» **Task to complete**
Please rewrite the material from the line with "Target: white building" up to and including its final line, swapping "construction crane" for "tower crane" and leaving everything else unchanged.

» **Provided entries**

........

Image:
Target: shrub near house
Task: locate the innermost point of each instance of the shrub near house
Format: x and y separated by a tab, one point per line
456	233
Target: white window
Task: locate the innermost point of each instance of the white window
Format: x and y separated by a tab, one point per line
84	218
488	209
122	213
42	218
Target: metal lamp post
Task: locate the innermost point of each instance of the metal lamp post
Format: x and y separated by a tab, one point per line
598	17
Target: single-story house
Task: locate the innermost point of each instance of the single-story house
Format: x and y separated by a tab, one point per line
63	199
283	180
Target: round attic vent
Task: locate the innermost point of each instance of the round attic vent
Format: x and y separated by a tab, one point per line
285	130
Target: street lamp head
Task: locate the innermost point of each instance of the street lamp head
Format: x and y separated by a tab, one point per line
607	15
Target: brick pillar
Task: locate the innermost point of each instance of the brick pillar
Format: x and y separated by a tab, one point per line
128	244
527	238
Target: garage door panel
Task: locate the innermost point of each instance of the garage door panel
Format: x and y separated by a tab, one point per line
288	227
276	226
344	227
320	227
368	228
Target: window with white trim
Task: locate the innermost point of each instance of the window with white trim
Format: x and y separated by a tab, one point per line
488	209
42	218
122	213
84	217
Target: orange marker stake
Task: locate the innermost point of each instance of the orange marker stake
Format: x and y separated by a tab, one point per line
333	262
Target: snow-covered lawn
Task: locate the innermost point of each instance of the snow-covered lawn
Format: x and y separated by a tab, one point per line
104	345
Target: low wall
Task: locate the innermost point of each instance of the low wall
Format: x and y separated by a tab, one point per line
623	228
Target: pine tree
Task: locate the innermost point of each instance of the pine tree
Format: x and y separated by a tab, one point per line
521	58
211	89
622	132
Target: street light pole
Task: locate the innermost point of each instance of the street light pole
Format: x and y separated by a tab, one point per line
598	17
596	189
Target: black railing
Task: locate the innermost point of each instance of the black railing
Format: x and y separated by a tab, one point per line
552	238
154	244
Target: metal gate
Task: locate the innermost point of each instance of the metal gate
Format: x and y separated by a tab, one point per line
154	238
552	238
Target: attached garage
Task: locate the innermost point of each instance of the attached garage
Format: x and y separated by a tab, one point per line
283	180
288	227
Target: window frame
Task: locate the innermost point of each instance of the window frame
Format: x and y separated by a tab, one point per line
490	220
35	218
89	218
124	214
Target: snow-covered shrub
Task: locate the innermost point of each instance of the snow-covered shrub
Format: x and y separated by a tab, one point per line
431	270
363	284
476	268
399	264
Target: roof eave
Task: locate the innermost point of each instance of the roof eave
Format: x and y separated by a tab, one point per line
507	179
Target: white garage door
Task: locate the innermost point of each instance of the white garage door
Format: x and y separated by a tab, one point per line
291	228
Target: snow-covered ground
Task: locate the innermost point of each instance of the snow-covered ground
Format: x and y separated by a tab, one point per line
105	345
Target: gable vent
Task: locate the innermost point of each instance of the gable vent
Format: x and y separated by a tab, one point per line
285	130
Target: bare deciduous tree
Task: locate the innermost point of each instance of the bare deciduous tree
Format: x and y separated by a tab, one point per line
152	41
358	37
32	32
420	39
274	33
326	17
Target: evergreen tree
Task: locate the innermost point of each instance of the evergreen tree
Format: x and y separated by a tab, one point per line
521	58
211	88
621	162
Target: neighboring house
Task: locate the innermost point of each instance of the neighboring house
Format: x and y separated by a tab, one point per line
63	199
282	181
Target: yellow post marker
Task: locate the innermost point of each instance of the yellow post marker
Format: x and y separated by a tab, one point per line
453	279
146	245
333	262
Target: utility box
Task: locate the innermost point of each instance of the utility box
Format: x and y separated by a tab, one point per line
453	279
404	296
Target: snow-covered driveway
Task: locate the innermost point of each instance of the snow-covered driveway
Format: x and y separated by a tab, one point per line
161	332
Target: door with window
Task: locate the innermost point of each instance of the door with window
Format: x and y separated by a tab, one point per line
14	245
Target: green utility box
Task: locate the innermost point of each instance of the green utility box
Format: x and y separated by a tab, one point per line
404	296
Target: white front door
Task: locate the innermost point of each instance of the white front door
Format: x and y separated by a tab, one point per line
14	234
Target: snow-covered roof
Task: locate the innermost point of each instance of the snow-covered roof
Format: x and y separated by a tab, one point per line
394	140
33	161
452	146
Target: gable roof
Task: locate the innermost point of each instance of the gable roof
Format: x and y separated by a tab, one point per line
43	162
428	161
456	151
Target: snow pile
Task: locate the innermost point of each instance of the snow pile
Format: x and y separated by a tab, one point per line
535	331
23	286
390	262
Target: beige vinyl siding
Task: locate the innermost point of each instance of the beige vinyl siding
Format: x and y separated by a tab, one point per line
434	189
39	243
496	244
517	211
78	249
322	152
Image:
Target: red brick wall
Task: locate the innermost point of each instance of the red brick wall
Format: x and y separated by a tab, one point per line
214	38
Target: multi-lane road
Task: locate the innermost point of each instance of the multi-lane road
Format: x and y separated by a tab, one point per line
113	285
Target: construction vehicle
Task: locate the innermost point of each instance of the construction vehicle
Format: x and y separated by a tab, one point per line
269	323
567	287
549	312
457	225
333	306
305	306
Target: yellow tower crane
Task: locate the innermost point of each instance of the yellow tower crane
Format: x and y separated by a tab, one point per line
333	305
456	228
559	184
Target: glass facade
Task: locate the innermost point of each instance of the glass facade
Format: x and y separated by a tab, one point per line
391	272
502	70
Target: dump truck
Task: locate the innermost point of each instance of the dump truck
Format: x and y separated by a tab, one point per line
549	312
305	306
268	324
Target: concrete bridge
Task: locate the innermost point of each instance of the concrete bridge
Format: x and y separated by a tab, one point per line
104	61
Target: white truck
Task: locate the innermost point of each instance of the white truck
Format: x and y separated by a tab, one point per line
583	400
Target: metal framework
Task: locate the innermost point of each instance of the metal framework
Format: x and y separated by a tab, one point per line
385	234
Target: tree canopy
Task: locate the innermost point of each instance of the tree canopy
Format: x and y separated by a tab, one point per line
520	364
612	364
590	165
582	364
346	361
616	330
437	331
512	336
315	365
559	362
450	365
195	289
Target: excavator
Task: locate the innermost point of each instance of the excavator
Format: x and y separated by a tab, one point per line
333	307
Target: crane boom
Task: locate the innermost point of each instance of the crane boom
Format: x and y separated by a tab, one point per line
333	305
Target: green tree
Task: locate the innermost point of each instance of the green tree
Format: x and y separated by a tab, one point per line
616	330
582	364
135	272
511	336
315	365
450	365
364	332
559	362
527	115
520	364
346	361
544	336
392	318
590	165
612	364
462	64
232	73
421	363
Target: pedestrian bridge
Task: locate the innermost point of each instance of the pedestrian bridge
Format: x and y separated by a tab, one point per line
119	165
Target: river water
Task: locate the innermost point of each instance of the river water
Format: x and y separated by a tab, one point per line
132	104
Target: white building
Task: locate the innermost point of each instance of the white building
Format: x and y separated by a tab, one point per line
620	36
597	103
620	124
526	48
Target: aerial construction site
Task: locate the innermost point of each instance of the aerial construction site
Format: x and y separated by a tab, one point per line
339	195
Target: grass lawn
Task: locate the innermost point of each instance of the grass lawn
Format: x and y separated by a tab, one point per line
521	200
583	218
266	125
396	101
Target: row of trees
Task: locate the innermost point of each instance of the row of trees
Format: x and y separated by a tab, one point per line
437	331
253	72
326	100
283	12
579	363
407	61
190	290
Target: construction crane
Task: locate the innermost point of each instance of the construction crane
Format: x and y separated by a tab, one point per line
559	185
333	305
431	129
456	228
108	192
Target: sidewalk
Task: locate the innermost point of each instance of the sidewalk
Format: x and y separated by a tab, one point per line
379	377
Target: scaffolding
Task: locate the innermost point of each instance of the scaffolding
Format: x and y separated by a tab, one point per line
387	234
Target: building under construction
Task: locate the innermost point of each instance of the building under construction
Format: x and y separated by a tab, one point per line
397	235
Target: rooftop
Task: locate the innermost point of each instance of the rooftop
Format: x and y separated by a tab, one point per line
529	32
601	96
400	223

........

» **Task answer**
Target: white building
Task: locate the innermost point of each instance of the white building
Format: x and y separated by a tab, one point per line
620	36
597	103
620	124
526	48
Target: aerial construction site
Task: locate the innermost point of each instance of the aerial construction site
Format: x and y separated by a tab, one point per line
339	195
Target: grass lawn
Task: locate the innermost point of each instance of the grass lawn
Format: x and y separated by a tab, one point per line
521	200
583	218
266	125
396	101
Target: row of trees
Task: locate the innermost point of each instance of the row of trees
Format: x and y separated by a tab, one point per line
437	331
253	72
326	100
283	12
579	363
407	61
190	290
Target: tower crane
Task: locate the innermost point of each instance of the tower crane
Format: x and y separated by a tab, one point per line
559	185
333	305
431	129
456	228
108	192
Target: sidewalk
Task: locate the innermost point of each instance of the sidewalk
Format: x and y separated by a tab, one point per line
379	377
Target: scaffolding
Task: locate the innermost point of each instance of the scaffolding
Format: x and y separated by a tab, one point per line
387	234
Target: building under construction
Task: locate the innermost point of each instance of the building under construction
Format: x and y separated by a tab, one point per line
397	235
Target: rooftop
Task: locate the innermost point of each instance of the rooftop
Format: x and y separated by a tab, one point per line
529	32
601	96
400	223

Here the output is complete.